* **Action item**
Retype the entries below word for word, leaving out every picture.

* **Source material**
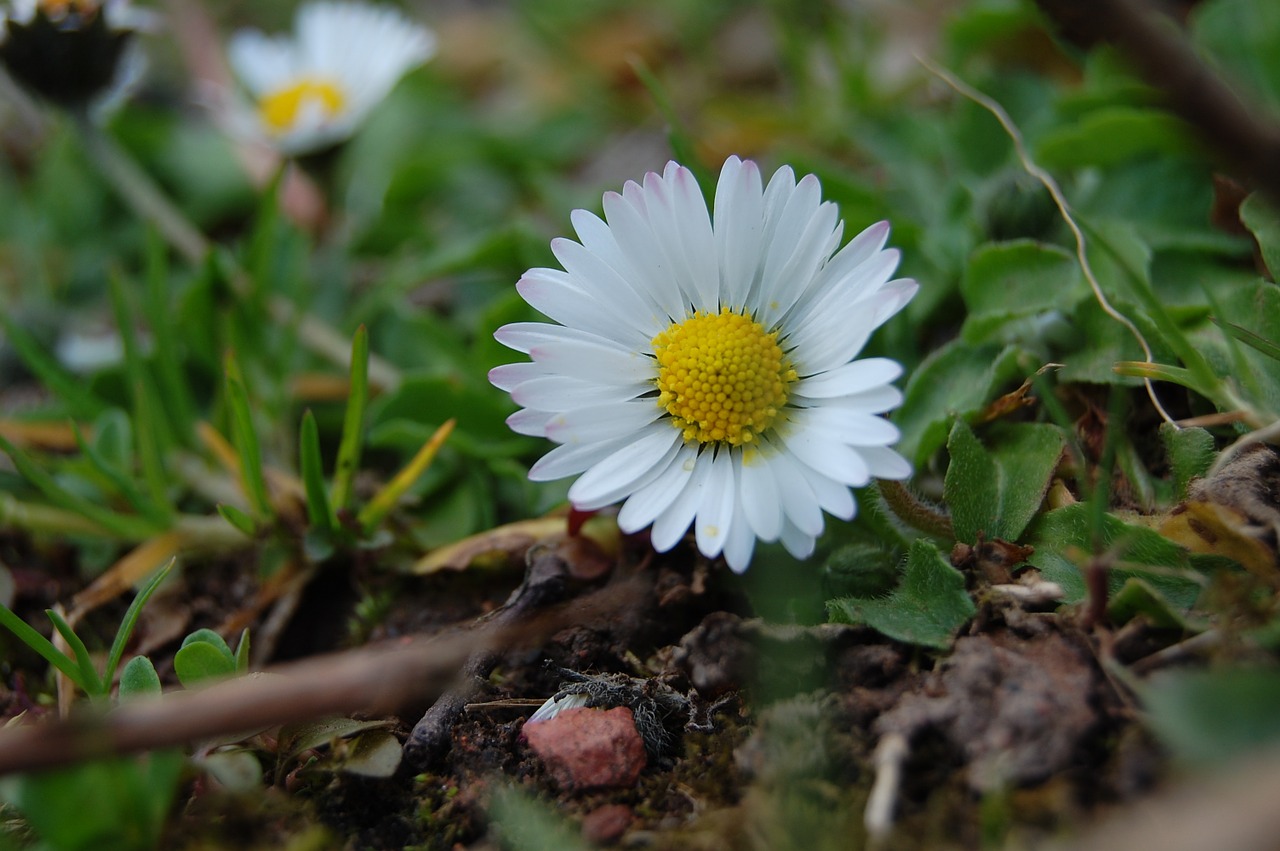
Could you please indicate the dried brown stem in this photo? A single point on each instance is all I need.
(380, 680)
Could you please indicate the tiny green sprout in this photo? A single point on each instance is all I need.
(205, 655)
(81, 669)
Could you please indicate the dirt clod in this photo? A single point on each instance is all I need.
(1016, 710)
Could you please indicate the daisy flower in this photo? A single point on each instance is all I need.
(312, 88)
(704, 371)
(74, 53)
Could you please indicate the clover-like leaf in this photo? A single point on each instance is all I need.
(996, 492)
(927, 608)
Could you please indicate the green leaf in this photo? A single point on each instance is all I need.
(996, 492)
(1212, 715)
(209, 636)
(1111, 136)
(955, 381)
(373, 754)
(306, 735)
(319, 512)
(524, 822)
(140, 680)
(1064, 539)
(1264, 220)
(1013, 279)
(237, 771)
(1242, 36)
(927, 608)
(131, 620)
(240, 520)
(1191, 454)
(201, 662)
(245, 438)
(353, 422)
(118, 803)
(1138, 596)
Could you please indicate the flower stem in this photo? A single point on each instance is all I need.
(140, 191)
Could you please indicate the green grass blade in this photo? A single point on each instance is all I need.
(1251, 339)
(151, 429)
(168, 356)
(131, 620)
(385, 499)
(81, 403)
(118, 525)
(245, 438)
(240, 520)
(353, 424)
(90, 681)
(242, 653)
(30, 636)
(319, 511)
(120, 481)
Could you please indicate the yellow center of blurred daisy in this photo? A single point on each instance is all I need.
(721, 376)
(280, 109)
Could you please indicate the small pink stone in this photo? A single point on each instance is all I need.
(606, 824)
(589, 747)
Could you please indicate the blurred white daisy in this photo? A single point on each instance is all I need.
(311, 90)
(704, 373)
(74, 53)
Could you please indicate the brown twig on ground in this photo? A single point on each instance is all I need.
(545, 582)
(379, 680)
(1247, 142)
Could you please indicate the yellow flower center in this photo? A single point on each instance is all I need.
(280, 109)
(721, 376)
(62, 7)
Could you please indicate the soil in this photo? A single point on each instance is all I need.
(1015, 733)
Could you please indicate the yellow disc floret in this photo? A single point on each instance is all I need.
(280, 109)
(721, 376)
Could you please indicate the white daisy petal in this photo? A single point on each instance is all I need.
(740, 543)
(631, 318)
(531, 422)
(844, 425)
(592, 361)
(716, 513)
(849, 379)
(827, 454)
(632, 466)
(563, 393)
(638, 247)
(312, 88)
(644, 506)
(565, 301)
(580, 425)
(760, 495)
(671, 525)
(798, 543)
(739, 222)
(800, 507)
(668, 381)
(886, 463)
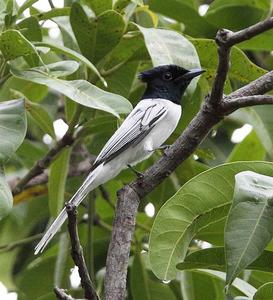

* **Completed exercise**
Could you please indicate the dried brown stem in this photo? A single point on each instance is all I need.
(380, 680)
Could you please indicate the tiny green sprout in this photo? A single point on each instance is all I need.
(205, 655)
(81, 669)
Could you please indicate the dirt clod in this photo? A single point on each instance is all I need.
(1016, 710)
Could you please indicate the daisy flower in this photo? A single point on each instance is all I need.
(312, 88)
(704, 371)
(74, 53)
Could you please indicate the clover-like leaf in this photo? A single point on each instance is all I need.
(996, 492)
(927, 608)
Could you please indicate the green leaf in this photo? A single point on each instance is all I need.
(996, 492)
(1212, 715)
(209, 636)
(1111, 136)
(955, 381)
(373, 754)
(306, 735)
(319, 512)
(524, 822)
(140, 680)
(1064, 539)
(1264, 220)
(1013, 279)
(237, 771)
(1242, 36)
(927, 608)
(131, 620)
(240, 520)
(1191, 454)
(201, 662)
(245, 438)
(353, 422)
(118, 803)
(1138, 596)
Could you please indicate the flower stem in this photo? A single point on each instance is all I need.
(140, 191)
Could you please indicate the green grass blade in this photo? A single point on each instance is all I need.
(1251, 339)
(151, 429)
(168, 356)
(131, 620)
(385, 499)
(81, 403)
(118, 525)
(245, 438)
(240, 520)
(353, 424)
(90, 681)
(242, 653)
(30, 636)
(319, 511)
(120, 481)
Could you please indicate the yellow center of blurred daisy in this photo? A single point on each instance is all I need.
(721, 376)
(280, 109)
Could you please indicate the small pink stone in this photo? A single point on each instance is all I need.
(606, 824)
(589, 747)
Could you please indicate the blurred white daisy in this photo? A single point on each instance is all I need.
(311, 90)
(704, 373)
(74, 53)
Could you please indicate the brown twig on ground in this photo? A single point on each instance is all I need.
(545, 582)
(379, 680)
(1247, 142)
Could you please indicate the yellow flower center in this photo? A single point on each instance is all I need.
(280, 109)
(721, 376)
(62, 7)
Could you please indicate the soil in this photo? A single point on each instance is all I need.
(1015, 733)
Could you please indicate the yellow disc floret in this photo? A single point on each instance is all I need.
(280, 109)
(721, 376)
Could you please indicate the white daisy petal in this photo? A single point on each instance is all I need.
(740, 543)
(631, 318)
(531, 422)
(844, 425)
(592, 361)
(716, 513)
(849, 379)
(827, 454)
(632, 466)
(563, 393)
(638, 247)
(312, 88)
(644, 506)
(565, 301)
(580, 425)
(760, 495)
(671, 525)
(798, 543)
(739, 222)
(800, 507)
(668, 381)
(886, 463)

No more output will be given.